Document text:
'''

"Stoney End" is a song written by Laura Nyro and released in February 1967 on her debut album More Than a New Discovery. According to childhood friend Alan Merrill, Nyro originally intended the song, a gospel-inflected uptempo piece, to be performed at a slower pace. The best known recording of Nyro's album version of the song was a hit for Barbra Streisand in 1970. 

Streisand recorded "Stoney End" as the title track of her twelfth studio album. Members of the group Fanny provided backing vocals. The song reached number six on the US Billboard Hot 100 in early 1971 and became Streisand's second Top 10 hit. It also reached number two on the US Adult Contemporary chart. In Canada it peaked at number five.

Chart performance

Weekly charts

Year-end charts

Other versions

 The Stone Poneys, which featured Linda Ronstadt, recorded a country-ish style version of "Stoney End" for their album Linda Ronstadt, Stone Poneys and Friends, Vol. III in 1968. Stoney End song was later included in the 1972 "Stoney End (Stone Poneys album)" compilation of their previously published folk rock music.

'''

Record extracts:
'''

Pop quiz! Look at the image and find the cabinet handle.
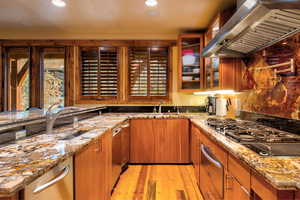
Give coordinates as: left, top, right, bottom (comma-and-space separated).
201, 144, 223, 169
226, 175, 234, 190
32, 165, 70, 194
112, 128, 122, 137
241, 185, 250, 196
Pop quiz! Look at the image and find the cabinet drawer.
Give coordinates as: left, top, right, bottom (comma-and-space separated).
228, 155, 250, 192
251, 174, 295, 200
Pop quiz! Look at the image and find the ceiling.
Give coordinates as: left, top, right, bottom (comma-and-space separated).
0, 0, 234, 39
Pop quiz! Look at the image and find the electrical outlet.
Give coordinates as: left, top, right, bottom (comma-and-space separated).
16, 130, 27, 140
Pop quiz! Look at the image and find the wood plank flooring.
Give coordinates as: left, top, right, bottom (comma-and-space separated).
111, 165, 203, 200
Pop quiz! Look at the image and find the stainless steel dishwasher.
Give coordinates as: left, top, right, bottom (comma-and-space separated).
24, 158, 74, 200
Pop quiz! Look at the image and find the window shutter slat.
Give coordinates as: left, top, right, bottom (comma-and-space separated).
129, 47, 169, 98
81, 47, 119, 98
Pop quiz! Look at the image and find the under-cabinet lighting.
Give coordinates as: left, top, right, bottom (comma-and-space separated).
52, 0, 66, 7
193, 90, 238, 95
145, 0, 158, 7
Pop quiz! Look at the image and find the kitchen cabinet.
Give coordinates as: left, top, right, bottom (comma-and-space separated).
0, 194, 19, 200
251, 172, 297, 200
130, 119, 190, 163
190, 125, 200, 185
74, 131, 112, 200
130, 119, 155, 163
178, 34, 204, 92
121, 122, 130, 166
224, 173, 250, 200
203, 9, 241, 90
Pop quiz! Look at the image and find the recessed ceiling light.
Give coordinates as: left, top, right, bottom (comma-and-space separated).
52, 0, 66, 7
145, 0, 157, 7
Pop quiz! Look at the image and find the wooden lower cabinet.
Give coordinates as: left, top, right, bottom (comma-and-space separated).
190, 125, 200, 185
224, 173, 250, 200
74, 131, 112, 200
121, 124, 130, 165
0, 194, 19, 200
130, 119, 190, 163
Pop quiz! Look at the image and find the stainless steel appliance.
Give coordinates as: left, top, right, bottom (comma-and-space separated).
207, 118, 300, 156
202, 0, 300, 57
24, 158, 74, 200
200, 144, 224, 199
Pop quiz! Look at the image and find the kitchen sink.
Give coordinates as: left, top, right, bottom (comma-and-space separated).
243, 143, 300, 156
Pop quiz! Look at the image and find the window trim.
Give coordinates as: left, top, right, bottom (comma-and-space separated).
126, 45, 173, 103
77, 46, 122, 103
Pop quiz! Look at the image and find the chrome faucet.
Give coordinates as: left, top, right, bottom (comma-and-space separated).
46, 102, 78, 134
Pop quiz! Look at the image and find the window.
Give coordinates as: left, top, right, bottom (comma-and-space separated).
128, 47, 169, 99
4, 48, 30, 111
80, 47, 119, 100
42, 48, 65, 109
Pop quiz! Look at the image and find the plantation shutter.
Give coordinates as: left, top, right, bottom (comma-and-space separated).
129, 47, 169, 98
81, 47, 119, 98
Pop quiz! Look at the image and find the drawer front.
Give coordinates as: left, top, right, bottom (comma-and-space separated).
228, 155, 250, 192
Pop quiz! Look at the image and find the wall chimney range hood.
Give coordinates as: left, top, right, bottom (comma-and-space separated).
202, 0, 300, 57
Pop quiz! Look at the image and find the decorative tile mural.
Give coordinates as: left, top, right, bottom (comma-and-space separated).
239, 33, 300, 119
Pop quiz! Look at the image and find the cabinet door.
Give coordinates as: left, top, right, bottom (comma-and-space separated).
153, 119, 190, 163
74, 132, 112, 200
121, 126, 130, 165
190, 126, 200, 185
130, 119, 155, 163
224, 173, 250, 200
75, 141, 102, 200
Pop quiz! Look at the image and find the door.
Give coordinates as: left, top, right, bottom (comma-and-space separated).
225, 173, 250, 200
121, 123, 130, 166
75, 132, 112, 200
190, 126, 200, 185
130, 119, 155, 163
153, 119, 190, 163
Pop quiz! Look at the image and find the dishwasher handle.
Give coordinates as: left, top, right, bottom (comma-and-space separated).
32, 165, 70, 194
201, 144, 223, 169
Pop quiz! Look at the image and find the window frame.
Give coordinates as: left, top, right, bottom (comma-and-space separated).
77, 45, 122, 103
126, 44, 173, 103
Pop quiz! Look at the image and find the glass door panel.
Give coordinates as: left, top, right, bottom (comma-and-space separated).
42, 48, 65, 109
181, 38, 201, 89
5, 48, 30, 111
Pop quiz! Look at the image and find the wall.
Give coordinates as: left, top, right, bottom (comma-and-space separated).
238, 33, 300, 119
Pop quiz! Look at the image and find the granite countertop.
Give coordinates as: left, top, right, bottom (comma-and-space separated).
191, 119, 300, 190
0, 106, 105, 126
0, 113, 300, 196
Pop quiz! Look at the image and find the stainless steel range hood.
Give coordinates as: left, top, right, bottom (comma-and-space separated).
202, 0, 300, 57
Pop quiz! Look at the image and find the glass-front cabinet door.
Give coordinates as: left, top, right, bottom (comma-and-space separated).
178, 34, 203, 91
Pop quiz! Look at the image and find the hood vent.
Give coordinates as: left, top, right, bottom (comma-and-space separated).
202, 0, 300, 57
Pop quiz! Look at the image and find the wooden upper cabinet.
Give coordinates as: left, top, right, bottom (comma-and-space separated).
178, 34, 204, 92
203, 9, 241, 90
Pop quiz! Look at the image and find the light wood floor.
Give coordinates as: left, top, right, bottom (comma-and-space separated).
112, 165, 203, 200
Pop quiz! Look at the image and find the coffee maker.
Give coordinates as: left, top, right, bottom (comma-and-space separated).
206, 96, 217, 115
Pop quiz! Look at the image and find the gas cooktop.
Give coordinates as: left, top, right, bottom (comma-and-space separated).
206, 118, 300, 156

'''

Required work: In the text about the song "Stoney End," turn the paragraph beginning "Streisand recorded 'Stoney End'" into a short bulleted list that keeps its main facts.

Written answer:
- Barbra Streisand recorded "Stoney End" as the title track of her twelfth studio album.
- Members of Fanny sang backing vocals.
- It reached number six on the US Billboard Hot 100 in early 1971, becoming her second Top 10 hit.
- It reached number two on the US Adult Contemporary chart.
- It peaked at number five in Canada.